8月16日にはフランスのエマニュエル・マクロン大統領が、仏独をはじめとする欧州各国は共同で、難民認定はできない不法移民の新たな大波に「確固たる対応」をするとしながら、「欧州だけでは責任を負えない」と付け加えた。
背景には、厳格なイスラム主義組織であるタリバンの支配を恐れるアフガニスタン人が、大量の難民となって流出するという危惧がある。
ドイツのハイコ・マース外相は緊急会合の主要議題は、アフガニスタン在住のEU市民およびEU関連施設で働くアフガニスタン人スタッフの国外退避、タリバンへの対応、そして、アフガニスタン難民が大量に逃れてきた場合いかにして地域の不安定化を防ぐかだ、と語った。
「我々は、事態の進展を注視している。現在アフガニスタンで権力を行使している者たちの正当性は、その行動によって判断される」と、マースはベルリンの記者団に語った。「とりわけアフガニスタン周辺地域の安定化は重要だ。近隣諸国がさらなる難民の流入に直面するのは確実だからだ」
欧州の国々は、2015年にシリア内戦から逃れた大量のシリア難民が押し寄せた時の危機の再燃を懸念している。2015年の欧州難民危機では、主にシリアとイラクからゆうに100万人を超える移民が押し寄せた。対応をめぐって各国の足並みは乱れ、EUの団結にとって最大級の危機が発生した。
マクロンは、難民の波に対する「確固たる対応」は、アフガン難民が途中で通過するであろうトルコを含む各国との協調による取り組みになると述べた。(中略)
ドイツのアンゲラ・メルケル首相をはじめとするドイツ政界のトップは16日、新たな大量難民が発生する可能性を警告。アフガニスタンの隣国のイランやパキスタン、あるいは北部で国境を接するウズベキスタンやタジキスタンがより多くのアフガン難民を受け入れられるよう、これら近隣諸国を支援すると表明した。
「アフガニスタンの難民が向かう先としてまず考えられる近隣諸国をサポートする取り組みだ」と、メルケルは記者団に述べた。
国連の関連機関である国際移住機関(IOM)によるとアフガニスタンでは、2021年だけで40万人近くの人が家を追われている。さらに、生活を援助に頼る人の数も500万人以上に達しているという。
IOMは、アフガン難民が流入するであろう国々に、難民申請が却下された場合でも、彼らの本国送還に猶予期間を設けるよう呼びかけている。
国連難民高等弁務官事務所(UNHCR)は、「イランやパキスタンには、数十年にわたり、全世界のアフガニスタン難民の大多数をひろく受け入れてきた実績がある」と指摘、他の国がより多くの負担を負うよう呼びかけている。

- _取り組む課題_
#1 分析用テキストによると、国際移住機関(IOM)は、アフガニスタンで2021年だけで家を追われた人の数をどれほどとしているか。
#2 分析用テキストのうち、「ドイツのハイコ・マース外相は」から「隣諸国を支援すると表明した。」までをすべて、一字一句変えずに書き写せ。

- _データ抜粋_

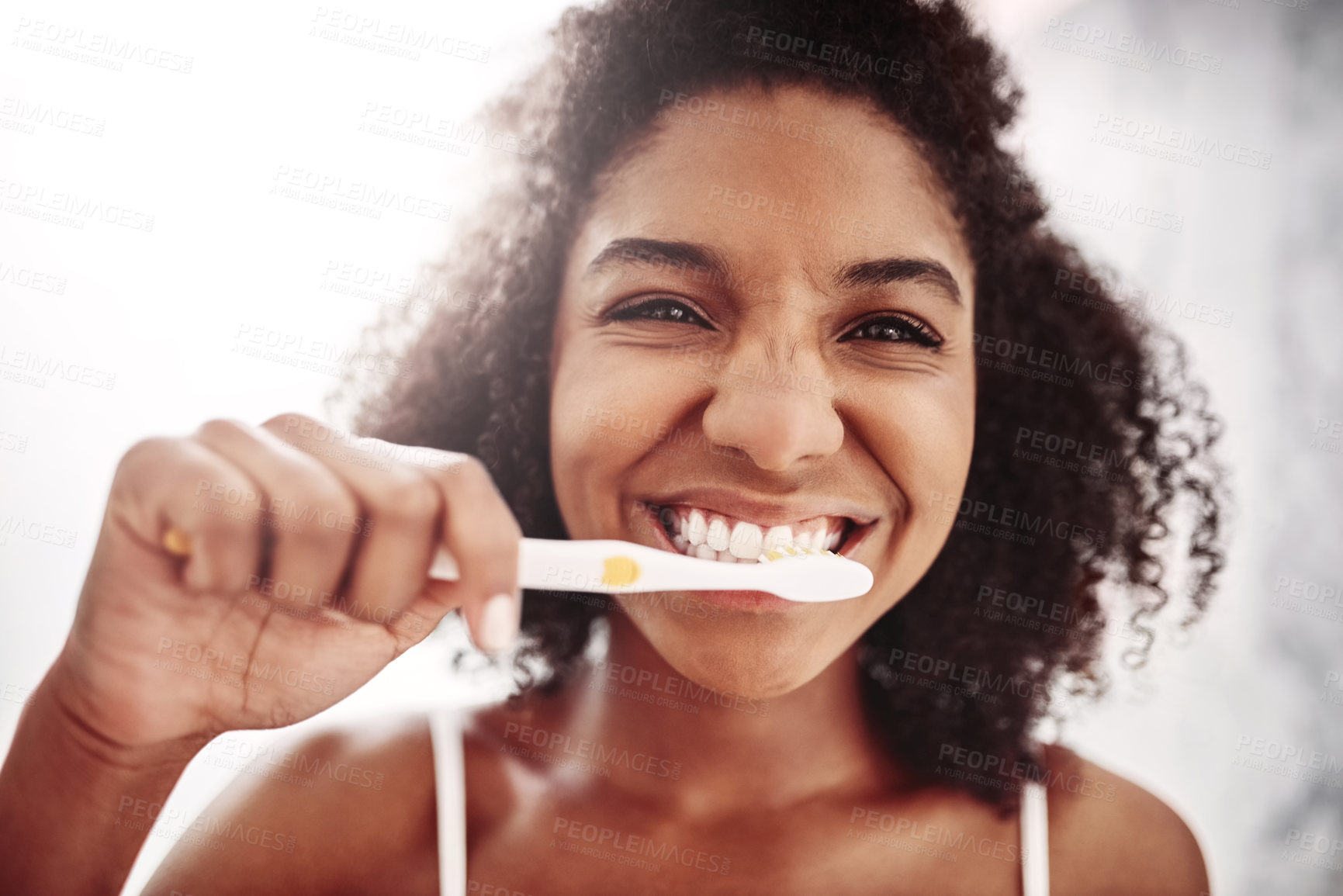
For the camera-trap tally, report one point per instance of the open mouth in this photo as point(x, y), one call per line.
point(700, 532)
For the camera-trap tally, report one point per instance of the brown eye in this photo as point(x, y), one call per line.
point(659, 310)
point(895, 330)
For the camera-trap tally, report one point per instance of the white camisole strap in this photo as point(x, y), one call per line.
point(1034, 840)
point(445, 728)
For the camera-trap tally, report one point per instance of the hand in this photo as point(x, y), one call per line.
point(305, 573)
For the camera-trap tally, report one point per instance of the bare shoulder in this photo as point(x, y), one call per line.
point(340, 811)
point(1109, 835)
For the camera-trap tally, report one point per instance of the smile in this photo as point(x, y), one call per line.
point(709, 535)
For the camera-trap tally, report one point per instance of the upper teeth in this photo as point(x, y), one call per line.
point(714, 536)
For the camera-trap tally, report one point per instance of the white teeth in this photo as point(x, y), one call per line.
point(746, 540)
point(697, 528)
point(778, 536)
point(718, 536)
point(711, 536)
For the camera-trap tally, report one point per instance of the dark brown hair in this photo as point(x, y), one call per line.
point(1052, 359)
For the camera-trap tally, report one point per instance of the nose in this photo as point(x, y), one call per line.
point(777, 414)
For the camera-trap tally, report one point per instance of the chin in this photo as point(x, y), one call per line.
point(739, 659)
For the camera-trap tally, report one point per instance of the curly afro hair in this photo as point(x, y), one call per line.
point(1091, 475)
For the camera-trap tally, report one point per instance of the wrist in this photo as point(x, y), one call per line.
point(67, 718)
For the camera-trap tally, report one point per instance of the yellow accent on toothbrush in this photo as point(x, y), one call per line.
point(619, 571)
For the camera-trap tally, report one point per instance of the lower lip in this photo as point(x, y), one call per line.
point(758, 600)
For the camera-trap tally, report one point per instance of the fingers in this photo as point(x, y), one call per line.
point(483, 534)
point(305, 505)
point(163, 484)
point(277, 501)
point(400, 508)
point(445, 497)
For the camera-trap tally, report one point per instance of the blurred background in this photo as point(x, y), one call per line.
point(148, 238)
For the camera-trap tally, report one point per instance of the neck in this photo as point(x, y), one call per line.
point(714, 752)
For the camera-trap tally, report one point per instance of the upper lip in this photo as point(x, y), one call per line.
point(766, 510)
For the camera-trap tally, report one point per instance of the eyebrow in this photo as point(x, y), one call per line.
point(898, 270)
point(663, 253)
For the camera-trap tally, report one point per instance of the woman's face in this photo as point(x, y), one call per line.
point(764, 337)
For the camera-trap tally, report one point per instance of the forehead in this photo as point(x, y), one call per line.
point(788, 179)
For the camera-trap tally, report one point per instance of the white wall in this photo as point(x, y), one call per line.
point(161, 310)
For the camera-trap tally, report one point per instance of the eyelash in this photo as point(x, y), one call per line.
point(913, 330)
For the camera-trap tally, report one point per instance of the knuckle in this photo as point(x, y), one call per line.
point(406, 497)
point(144, 453)
point(289, 422)
point(220, 430)
point(488, 535)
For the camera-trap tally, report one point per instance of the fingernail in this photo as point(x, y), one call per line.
point(499, 622)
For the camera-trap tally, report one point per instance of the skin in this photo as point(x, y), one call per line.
point(781, 774)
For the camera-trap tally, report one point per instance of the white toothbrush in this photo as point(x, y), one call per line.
point(621, 567)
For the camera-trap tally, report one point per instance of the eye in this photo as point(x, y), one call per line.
point(895, 328)
point(659, 310)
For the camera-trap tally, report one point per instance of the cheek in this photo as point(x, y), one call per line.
point(607, 409)
point(926, 438)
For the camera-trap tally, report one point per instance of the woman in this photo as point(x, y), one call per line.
point(768, 275)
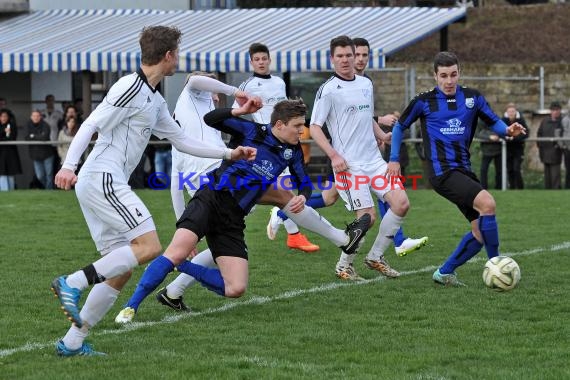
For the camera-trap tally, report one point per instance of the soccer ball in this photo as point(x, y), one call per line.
point(501, 273)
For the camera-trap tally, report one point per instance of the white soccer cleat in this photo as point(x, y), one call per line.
point(125, 316)
point(274, 223)
point(410, 245)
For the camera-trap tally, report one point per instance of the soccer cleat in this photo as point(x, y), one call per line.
point(410, 245)
point(447, 279)
point(347, 273)
point(300, 241)
point(69, 299)
point(84, 350)
point(382, 266)
point(274, 223)
point(356, 231)
point(126, 315)
point(173, 303)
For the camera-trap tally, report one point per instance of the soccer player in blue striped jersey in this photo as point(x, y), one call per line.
point(448, 116)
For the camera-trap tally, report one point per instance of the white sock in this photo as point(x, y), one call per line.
point(99, 301)
point(177, 287)
point(117, 262)
point(388, 227)
point(311, 220)
point(290, 226)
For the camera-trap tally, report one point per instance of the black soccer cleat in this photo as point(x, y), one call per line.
point(173, 303)
point(356, 232)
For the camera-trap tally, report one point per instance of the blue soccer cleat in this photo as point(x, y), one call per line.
point(69, 299)
point(84, 350)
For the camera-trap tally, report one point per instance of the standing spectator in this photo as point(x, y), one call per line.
point(66, 135)
point(515, 147)
point(385, 148)
point(549, 151)
point(42, 155)
point(491, 151)
point(9, 157)
point(566, 145)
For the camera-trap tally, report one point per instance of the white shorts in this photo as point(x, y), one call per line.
point(114, 214)
point(360, 182)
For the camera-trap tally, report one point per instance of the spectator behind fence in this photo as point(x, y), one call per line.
point(550, 151)
point(9, 157)
point(42, 155)
point(66, 135)
point(515, 147)
point(566, 145)
point(491, 152)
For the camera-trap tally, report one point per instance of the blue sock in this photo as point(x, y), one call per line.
point(210, 278)
point(153, 276)
point(467, 248)
point(399, 237)
point(490, 233)
point(316, 201)
point(282, 215)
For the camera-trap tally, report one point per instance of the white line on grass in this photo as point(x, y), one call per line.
point(263, 300)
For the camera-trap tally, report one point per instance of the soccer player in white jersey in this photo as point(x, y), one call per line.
point(271, 89)
point(345, 103)
point(120, 224)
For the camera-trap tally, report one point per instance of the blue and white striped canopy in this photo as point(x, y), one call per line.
point(213, 40)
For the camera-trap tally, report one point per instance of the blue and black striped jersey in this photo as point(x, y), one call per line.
point(448, 125)
point(248, 180)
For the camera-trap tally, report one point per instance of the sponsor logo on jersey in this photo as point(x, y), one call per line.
point(453, 128)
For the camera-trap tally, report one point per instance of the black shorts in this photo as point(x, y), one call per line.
point(217, 216)
point(459, 187)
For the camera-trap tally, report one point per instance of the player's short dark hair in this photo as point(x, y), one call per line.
point(156, 40)
point(341, 41)
point(286, 110)
point(257, 47)
point(444, 59)
point(361, 42)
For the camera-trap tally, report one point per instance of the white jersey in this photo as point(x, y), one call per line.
point(125, 119)
point(194, 102)
point(347, 108)
point(270, 89)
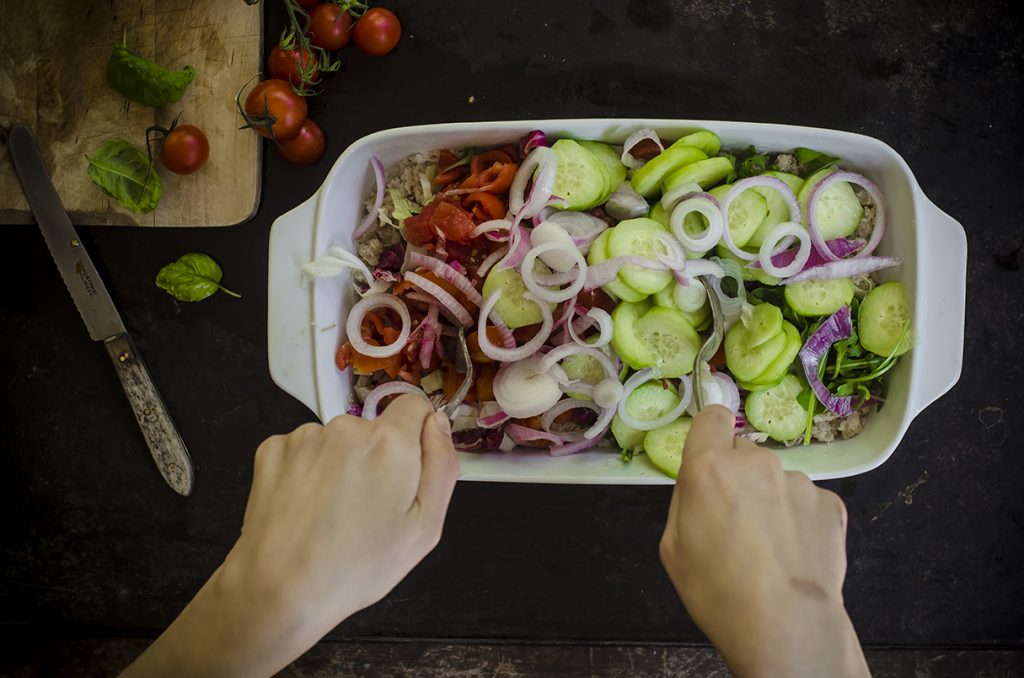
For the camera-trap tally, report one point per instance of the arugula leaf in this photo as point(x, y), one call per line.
point(126, 174)
point(193, 278)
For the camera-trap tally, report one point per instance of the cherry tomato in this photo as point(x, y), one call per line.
point(184, 150)
point(288, 65)
point(377, 32)
point(274, 98)
point(305, 147)
point(330, 26)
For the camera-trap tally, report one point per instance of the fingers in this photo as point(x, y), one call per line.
point(440, 469)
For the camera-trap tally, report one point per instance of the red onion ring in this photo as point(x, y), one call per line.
point(812, 212)
point(353, 326)
point(378, 166)
point(445, 299)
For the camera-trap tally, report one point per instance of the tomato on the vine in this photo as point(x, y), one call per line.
point(377, 32)
point(184, 150)
point(305, 147)
point(297, 65)
point(272, 104)
point(330, 26)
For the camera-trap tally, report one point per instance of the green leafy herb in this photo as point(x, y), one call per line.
point(142, 80)
point(126, 174)
point(193, 278)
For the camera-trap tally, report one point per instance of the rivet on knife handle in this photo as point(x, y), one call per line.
point(165, 445)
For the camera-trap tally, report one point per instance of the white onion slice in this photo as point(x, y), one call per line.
point(385, 389)
point(786, 229)
point(643, 376)
point(706, 205)
point(554, 296)
point(445, 299)
point(514, 353)
point(353, 325)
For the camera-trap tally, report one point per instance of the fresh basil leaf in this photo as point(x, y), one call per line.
point(126, 174)
point(193, 278)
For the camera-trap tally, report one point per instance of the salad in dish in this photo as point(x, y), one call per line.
point(557, 293)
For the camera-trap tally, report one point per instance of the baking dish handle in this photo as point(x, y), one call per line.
point(290, 304)
point(940, 318)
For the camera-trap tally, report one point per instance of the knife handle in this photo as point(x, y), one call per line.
point(165, 443)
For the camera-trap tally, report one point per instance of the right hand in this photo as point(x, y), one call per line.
point(758, 556)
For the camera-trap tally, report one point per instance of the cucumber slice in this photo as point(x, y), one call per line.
point(776, 412)
point(747, 362)
point(665, 446)
point(745, 213)
point(839, 210)
point(704, 139)
point(765, 323)
point(819, 297)
point(778, 211)
point(610, 158)
point(780, 366)
point(598, 253)
point(582, 180)
point(647, 401)
point(512, 307)
point(658, 338)
point(706, 172)
point(884, 313)
point(637, 237)
point(647, 178)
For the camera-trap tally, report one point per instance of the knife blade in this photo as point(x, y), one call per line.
point(100, 315)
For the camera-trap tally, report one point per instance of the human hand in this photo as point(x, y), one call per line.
point(758, 556)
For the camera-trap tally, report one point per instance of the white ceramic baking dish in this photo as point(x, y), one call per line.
point(305, 324)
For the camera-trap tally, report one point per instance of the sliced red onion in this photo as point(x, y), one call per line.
point(491, 260)
point(520, 205)
point(378, 166)
point(446, 272)
point(773, 238)
point(438, 293)
point(430, 328)
point(385, 389)
point(353, 325)
point(512, 354)
point(812, 212)
point(554, 296)
point(685, 392)
point(837, 328)
point(635, 138)
point(706, 205)
point(843, 268)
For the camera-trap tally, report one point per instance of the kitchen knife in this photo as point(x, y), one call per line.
point(99, 313)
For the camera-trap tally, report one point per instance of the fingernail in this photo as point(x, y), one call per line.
point(442, 423)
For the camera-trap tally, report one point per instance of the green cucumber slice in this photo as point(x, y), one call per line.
point(611, 160)
point(884, 314)
point(704, 139)
point(780, 366)
point(647, 401)
point(776, 412)
point(706, 172)
point(778, 211)
point(582, 180)
point(512, 307)
point(839, 210)
point(617, 289)
point(665, 446)
point(819, 297)
point(745, 213)
point(747, 362)
point(636, 237)
point(647, 178)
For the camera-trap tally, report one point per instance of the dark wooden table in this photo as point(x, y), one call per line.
point(96, 548)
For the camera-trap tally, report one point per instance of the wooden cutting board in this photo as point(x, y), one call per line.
point(53, 80)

- _解答_
#1 40万人近くである。

#2
ドイツのハイコ・マース外相は緊急会合の主要議題は、アフガニスタン在住のEU市民およびEU関連施設で働くアフガニスタン人スタッフの国外退避、タリバンへの対応、そして、アフガニスタン難民が大量に逃れてきた場合いかにして地域の不安定化を防ぐかだ、と語った。
「我々は、事態の進展を注視している。現在アフガニスタンで権力を行使している者たちの正当性は、その行動によって判断される」と、マースはベルリンの記者団に語った。「とりわけアフガニスタン周辺地域の安定化は重要だ。近隣諸国がさらなる難民の流入に直面するのは確実だからだ」
欧州の国々は、2015年にシリア内戦から逃れた大量のシリア難民が押し寄せた時の危機の再燃を懸念している。2015年の欧州難民危機では、主にシリアとイラクからゆうに100万人を超える移民が押し寄せた。対応をめぐって各国の足並みは乱れ、EUの団結にとって最大級の危機が発生した。
マクロンは、難民の波に対する「確固たる対応」は、アフガン難民が途中で通過するであろうトルコを含む各国との協調による取り組みになると述べた。(中略)
ドイツのアンゲラ・メルケル首相をはじめとするドイツ政界のトップは16日、新たな大量難民が発生する可能性を警告。アフガニスタンの隣国のイランやパキスタン、あるいは北部で国境を接するウズベキスタンやタジキスタンがより多くのアフガン難民を受け入れられるよう、これら近隣諸国を支援すると表明した。